● **TRAVAIL DEMANDÉ**
Renommez « Outline » en « Trace » dans l'ensemble des items ci-dessous et recopiez leurs lignes sans aucune autre modification.

● **DONNÉES DE L'EXERCICE**
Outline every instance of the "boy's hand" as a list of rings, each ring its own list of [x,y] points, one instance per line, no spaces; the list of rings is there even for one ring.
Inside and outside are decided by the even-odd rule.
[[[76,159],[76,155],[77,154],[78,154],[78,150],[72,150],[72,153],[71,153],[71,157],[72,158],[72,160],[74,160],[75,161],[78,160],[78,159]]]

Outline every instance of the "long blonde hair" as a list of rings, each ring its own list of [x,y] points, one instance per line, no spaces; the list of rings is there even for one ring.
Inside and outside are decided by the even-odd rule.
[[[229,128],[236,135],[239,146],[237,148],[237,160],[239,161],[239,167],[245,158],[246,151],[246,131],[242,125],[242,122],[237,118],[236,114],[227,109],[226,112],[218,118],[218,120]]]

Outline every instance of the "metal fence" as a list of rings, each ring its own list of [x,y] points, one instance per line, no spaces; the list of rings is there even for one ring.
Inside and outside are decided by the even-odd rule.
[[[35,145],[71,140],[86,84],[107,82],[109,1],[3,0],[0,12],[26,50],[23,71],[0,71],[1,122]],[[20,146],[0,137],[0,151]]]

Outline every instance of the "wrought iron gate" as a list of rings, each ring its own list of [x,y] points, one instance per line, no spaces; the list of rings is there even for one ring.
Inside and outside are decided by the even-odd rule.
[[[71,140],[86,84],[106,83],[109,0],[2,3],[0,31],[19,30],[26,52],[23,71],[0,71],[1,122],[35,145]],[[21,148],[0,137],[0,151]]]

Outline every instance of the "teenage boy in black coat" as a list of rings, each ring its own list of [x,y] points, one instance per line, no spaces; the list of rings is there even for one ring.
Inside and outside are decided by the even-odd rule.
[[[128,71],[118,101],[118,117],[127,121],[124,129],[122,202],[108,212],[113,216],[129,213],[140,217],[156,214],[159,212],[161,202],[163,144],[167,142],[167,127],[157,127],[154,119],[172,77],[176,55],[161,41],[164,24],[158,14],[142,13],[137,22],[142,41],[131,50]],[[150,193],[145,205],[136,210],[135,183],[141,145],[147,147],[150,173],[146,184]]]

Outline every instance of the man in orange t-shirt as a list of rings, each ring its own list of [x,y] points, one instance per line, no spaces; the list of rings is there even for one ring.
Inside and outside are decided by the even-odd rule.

● **EXERCICE TERMINÉ**
Trace every instance of the "boy's hand" as a list of rings, each ring its own list of [x,y] points, one instance per line, no spaces; the list of rings is there even for one ring.
Inside and outside are decided by the even-odd rule.
[[[76,159],[76,155],[77,154],[78,154],[78,150],[72,150],[72,153],[71,153],[71,157],[72,158],[72,160],[74,160],[75,161],[78,160],[78,159]]]

Trace every instance of the "long blonde hair" as a list of rings, each ring its own list of [x,y] points, one instance per line, no spaces; the list of rings is there even for one ring.
Inside and outside are decided by the even-odd rule.
[[[229,128],[236,135],[239,146],[237,148],[237,160],[239,161],[239,167],[245,158],[246,151],[246,131],[242,125],[242,122],[237,118],[236,114],[227,109],[226,112],[218,118],[218,120]]]

Trace every instance of the "metal fence" as a list of rings, each ring its own list of [x,y] points, one instance per line, no spaces; the list of rings is there even for one ring.
Inside and outside are decided by the even-odd rule.
[[[35,145],[71,140],[86,84],[107,82],[109,1],[3,0],[0,12],[26,50],[23,71],[0,71],[1,122]],[[20,146],[0,137],[0,151]]]

Trace every instance of the "wrought iron gate" as a list of rings, each ring its own list of [x,y] points, one instance per line, no spaces; the list of rings is there even for one ring.
Inside and outside are decided by the even-odd rule.
[[[71,140],[86,84],[106,83],[109,0],[2,3],[0,31],[19,30],[26,52],[23,71],[0,71],[1,122],[35,145]],[[21,148],[0,137],[0,151]]]

Trace every instance of the "teenage boy in black coat" as a list of rings, each ring its own list of [x,y] points, one instance per line, no spaces; the list of rings is there even for one ring.
Inside and outside are decided by the even-odd rule.
[[[128,71],[118,101],[118,117],[127,121],[124,129],[122,202],[108,212],[113,216],[129,213],[140,217],[156,214],[159,212],[161,202],[163,144],[167,142],[167,127],[157,127],[154,119],[172,77],[176,55],[161,41],[164,24],[158,14],[142,13],[137,22],[142,41],[131,50]],[[150,193],[145,205],[136,210],[135,183],[141,145],[147,147],[150,173],[146,184]]]

Trace every instance of the man in orange t-shirt as a list of rings, each ring its own list of [x,y] points, one instance per line, no spaces; the list of rings is there even for one ring.
Inside and outside are decided by the even-odd rule.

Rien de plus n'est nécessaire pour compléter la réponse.